#### [Data supplied]
* START *

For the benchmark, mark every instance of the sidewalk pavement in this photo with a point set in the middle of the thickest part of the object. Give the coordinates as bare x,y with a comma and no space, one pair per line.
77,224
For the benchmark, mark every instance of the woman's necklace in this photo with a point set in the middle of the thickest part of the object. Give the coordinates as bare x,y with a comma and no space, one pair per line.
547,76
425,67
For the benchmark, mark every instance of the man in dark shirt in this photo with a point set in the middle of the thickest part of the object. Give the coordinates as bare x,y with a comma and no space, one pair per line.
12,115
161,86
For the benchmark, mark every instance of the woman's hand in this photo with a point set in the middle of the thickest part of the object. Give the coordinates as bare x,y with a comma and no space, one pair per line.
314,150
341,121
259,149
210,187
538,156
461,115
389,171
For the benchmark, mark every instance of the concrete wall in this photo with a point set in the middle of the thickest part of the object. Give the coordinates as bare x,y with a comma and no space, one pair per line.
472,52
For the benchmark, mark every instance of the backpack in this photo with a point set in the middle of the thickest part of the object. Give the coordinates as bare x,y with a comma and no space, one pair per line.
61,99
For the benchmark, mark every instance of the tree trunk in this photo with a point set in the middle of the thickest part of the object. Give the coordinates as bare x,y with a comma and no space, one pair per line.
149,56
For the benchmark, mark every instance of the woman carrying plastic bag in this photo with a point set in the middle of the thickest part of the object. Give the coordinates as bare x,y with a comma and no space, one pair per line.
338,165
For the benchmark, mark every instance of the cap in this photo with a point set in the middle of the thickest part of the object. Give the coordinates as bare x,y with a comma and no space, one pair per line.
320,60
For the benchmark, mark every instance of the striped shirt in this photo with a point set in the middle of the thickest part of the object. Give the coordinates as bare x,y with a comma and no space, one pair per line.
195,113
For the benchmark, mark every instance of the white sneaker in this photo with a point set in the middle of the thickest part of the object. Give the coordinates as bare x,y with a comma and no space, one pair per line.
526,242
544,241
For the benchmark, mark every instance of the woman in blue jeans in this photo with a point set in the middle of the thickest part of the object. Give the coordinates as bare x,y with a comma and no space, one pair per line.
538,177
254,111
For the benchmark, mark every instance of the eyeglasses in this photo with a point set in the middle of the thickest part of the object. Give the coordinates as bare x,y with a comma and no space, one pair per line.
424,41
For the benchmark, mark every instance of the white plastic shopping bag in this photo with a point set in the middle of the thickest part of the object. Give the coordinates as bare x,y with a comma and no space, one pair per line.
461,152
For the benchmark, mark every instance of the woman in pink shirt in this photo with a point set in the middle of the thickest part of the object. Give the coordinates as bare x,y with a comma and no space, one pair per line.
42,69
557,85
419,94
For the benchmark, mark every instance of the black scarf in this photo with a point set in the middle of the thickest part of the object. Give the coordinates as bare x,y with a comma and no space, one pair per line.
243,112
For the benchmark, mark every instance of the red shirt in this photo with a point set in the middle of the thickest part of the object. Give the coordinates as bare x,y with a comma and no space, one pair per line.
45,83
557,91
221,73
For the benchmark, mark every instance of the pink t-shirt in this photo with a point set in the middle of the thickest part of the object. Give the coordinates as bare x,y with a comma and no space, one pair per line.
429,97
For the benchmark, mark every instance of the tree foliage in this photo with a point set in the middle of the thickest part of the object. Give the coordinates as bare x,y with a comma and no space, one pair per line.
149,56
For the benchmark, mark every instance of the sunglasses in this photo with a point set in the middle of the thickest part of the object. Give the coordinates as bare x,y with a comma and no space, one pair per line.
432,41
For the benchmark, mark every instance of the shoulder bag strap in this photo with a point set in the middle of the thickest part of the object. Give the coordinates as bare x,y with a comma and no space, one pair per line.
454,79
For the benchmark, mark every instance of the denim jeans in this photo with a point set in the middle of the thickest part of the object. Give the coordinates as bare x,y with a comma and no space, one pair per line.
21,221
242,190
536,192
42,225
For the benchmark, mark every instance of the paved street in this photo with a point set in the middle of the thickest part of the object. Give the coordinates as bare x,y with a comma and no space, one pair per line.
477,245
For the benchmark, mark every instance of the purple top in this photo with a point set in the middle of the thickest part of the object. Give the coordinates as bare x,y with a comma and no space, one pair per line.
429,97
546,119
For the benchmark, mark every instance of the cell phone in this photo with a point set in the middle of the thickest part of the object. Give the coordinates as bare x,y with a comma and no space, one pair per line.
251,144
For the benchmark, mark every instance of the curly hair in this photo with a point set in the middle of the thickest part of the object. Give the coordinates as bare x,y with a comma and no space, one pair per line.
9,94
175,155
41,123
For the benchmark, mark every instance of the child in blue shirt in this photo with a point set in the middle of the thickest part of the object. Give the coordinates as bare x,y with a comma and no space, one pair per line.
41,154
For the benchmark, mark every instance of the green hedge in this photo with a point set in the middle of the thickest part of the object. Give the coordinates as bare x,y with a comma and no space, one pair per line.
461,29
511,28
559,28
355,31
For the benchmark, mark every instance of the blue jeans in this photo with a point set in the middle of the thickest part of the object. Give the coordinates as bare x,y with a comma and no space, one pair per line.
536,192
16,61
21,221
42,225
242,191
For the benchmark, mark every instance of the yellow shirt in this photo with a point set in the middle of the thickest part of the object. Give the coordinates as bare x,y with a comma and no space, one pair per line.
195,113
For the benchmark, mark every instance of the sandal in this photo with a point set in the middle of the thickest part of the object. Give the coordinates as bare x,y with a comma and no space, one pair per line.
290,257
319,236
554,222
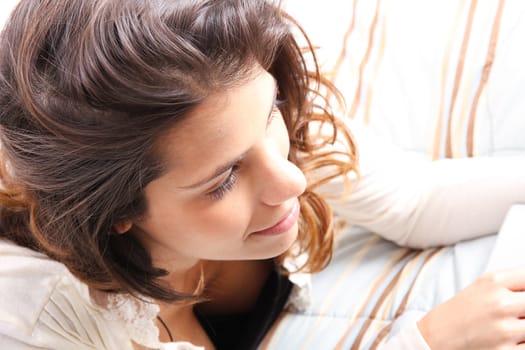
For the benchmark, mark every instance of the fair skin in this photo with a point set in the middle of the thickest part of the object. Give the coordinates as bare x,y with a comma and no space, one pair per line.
200,219
488,314
225,210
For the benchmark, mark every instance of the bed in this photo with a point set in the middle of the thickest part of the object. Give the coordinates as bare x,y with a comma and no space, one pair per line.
440,79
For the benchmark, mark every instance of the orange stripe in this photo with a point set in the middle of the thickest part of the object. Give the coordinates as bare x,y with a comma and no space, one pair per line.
337,66
491,53
404,303
374,287
438,130
364,61
370,90
459,72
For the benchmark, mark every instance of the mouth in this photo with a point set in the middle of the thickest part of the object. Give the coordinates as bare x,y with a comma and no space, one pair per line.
284,224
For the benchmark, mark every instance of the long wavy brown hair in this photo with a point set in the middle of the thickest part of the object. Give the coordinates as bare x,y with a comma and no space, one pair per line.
88,87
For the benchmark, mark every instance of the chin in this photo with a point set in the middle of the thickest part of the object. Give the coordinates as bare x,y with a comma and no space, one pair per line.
277,244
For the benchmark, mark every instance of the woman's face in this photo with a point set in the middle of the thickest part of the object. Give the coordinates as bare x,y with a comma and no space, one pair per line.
229,192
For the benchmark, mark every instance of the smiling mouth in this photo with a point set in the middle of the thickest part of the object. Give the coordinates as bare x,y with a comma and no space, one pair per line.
284,224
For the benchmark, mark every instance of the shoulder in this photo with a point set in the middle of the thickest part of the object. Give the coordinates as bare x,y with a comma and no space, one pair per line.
27,281
42,304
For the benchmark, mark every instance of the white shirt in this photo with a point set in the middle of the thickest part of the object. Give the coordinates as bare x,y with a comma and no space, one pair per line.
402,197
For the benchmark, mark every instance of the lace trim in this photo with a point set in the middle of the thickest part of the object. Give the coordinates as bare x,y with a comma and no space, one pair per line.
137,318
301,294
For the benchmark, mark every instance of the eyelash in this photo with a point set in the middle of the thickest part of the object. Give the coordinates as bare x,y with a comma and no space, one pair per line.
231,180
276,109
226,186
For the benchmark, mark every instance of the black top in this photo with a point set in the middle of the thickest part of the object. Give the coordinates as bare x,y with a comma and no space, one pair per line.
245,331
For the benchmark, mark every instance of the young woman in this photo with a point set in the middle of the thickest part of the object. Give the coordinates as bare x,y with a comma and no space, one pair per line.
161,159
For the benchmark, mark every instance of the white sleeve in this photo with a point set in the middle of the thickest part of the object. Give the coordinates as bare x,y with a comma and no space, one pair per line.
416,202
409,338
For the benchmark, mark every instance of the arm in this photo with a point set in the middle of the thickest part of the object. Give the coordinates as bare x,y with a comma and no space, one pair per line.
485,315
417,202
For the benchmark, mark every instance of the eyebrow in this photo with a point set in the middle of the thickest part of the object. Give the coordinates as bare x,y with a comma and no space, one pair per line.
227,166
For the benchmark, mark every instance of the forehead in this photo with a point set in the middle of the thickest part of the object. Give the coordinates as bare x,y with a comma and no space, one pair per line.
223,126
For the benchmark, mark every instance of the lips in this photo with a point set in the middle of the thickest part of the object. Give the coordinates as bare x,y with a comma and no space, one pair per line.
284,224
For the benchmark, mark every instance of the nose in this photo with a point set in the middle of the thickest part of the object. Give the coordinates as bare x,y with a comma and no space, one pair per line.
279,179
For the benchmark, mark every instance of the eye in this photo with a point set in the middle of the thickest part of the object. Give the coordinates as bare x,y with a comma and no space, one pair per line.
226,186
276,112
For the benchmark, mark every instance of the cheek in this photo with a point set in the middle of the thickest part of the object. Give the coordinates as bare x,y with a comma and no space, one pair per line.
281,137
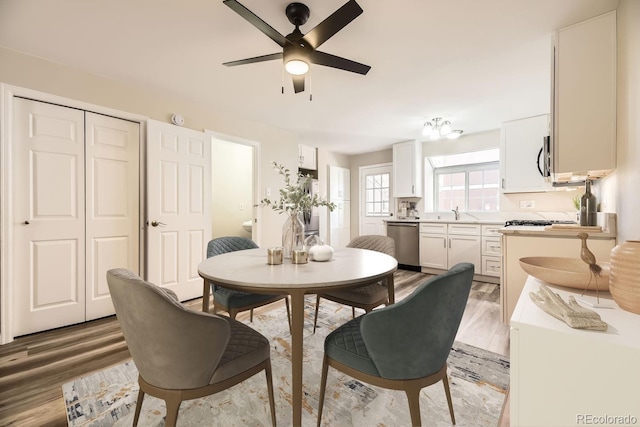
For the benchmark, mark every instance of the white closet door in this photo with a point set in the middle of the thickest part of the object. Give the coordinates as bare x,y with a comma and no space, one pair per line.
179,207
112,205
48,216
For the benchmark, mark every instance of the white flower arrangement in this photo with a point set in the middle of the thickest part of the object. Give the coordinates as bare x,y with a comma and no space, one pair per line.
294,198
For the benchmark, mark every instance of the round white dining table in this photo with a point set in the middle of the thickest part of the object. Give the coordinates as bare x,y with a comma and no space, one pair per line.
248,271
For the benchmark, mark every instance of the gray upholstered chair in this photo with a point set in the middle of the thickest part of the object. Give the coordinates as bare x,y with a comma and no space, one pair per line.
183,354
403,346
366,297
230,300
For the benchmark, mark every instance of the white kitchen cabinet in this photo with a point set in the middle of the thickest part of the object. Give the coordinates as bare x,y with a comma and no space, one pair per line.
490,250
433,245
562,376
522,155
516,246
307,157
584,102
407,169
444,245
339,183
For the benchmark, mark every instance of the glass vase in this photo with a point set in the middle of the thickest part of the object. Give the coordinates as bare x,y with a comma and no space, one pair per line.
292,234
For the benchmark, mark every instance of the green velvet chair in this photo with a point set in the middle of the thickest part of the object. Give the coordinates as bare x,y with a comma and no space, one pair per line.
369,296
403,346
231,301
183,354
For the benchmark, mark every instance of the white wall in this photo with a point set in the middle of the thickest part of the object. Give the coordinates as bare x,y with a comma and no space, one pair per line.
52,78
621,188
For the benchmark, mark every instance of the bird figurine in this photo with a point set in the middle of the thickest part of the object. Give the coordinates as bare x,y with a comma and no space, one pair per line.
590,259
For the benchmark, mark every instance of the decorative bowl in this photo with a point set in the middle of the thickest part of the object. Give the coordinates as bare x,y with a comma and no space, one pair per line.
567,272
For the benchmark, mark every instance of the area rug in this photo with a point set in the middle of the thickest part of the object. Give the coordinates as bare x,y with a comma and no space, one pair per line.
478,380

* END *

Starting with the line that contains "For the benchmark, mark every instance of the gray", write out each line through the end of the listing, exactly as it appears, and include nothing else.

#### [Output of the exercise]
For the benchmark, mark every instance of the gray upholstered chair in this photo with a point set in the middle of the thickest part of the object. Give the coordinates as bare x,y with a comma and no space, one pair per line.
183,354
403,346
366,297
230,300
For the benchmark, mark every instance of the white kitchen cabinet in this photo with a point set in the middle of the thickest part of the object. Give the coordinates as bare x,y with a comma and no space, one pair per line.
490,250
433,245
562,376
522,155
516,246
307,157
584,102
407,169
444,245
339,183
For the benchmark, mark every instance of the glass vase in this photo with a point set in the middle of the thickest part of the object. Give the coordinates as bare x,y with a comma and no space, one pair per line.
292,234
For the benchmark, mark every instance of the green velvet chair in this photo with a point set in the middle of the thickest part of the object. Give the coordinates as bare x,y with a comma and no space, one pair per line.
369,296
403,346
231,301
183,354
For the benchmark, mark every instance of the white wall in this photo with a point set in the middle of the thickest part of the object. Give the coordinates as bare x,y with a comma and no space, one pair per line.
52,78
621,188
For the benchmark, mark every instance of the bird figurine in this photo with a point set in the middle of the thickest part of the object. Give the coordinates as bare x,y with a comma and no space, one pair per line.
590,259
For the benchmark, mark every instance of the decorative bowl in this photo with a point set in the middle of the thickest part of the object. Give the coordinates as bare x,y with a comma and no space, one pair per line.
567,272
For the benchmark, mark every instance of the area rug in this photo with a point set in the middle of the thickest part of the object. Give the coordinates as bare x,y with a comma and no space, one pair per line.
478,380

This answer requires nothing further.